## [Exercise directions]
Could you please write out each line of the records exactly, minus the pictures?

Point-per-instance localization data
═══
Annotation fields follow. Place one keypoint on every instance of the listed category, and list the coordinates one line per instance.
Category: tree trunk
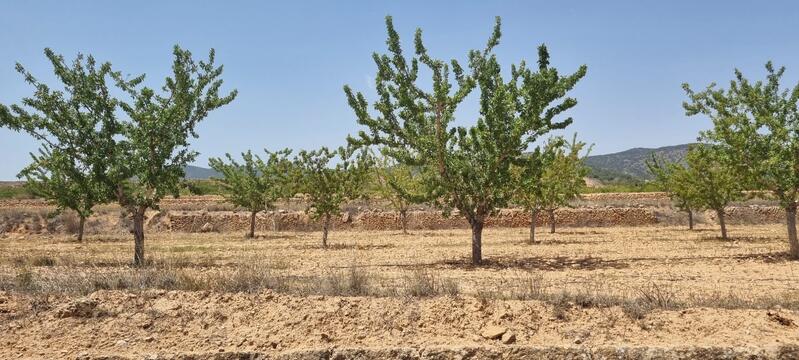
(404, 221)
(81, 224)
(477, 242)
(533, 218)
(252, 225)
(720, 214)
(325, 228)
(138, 236)
(790, 213)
═══
## [Task response]
Annotation fields follow. Place one keypoint on every instance of the listed category, and list the coordinates one line per instance.
Category: tree trunk
(404, 221)
(81, 224)
(477, 242)
(533, 218)
(252, 225)
(720, 214)
(325, 228)
(138, 236)
(790, 213)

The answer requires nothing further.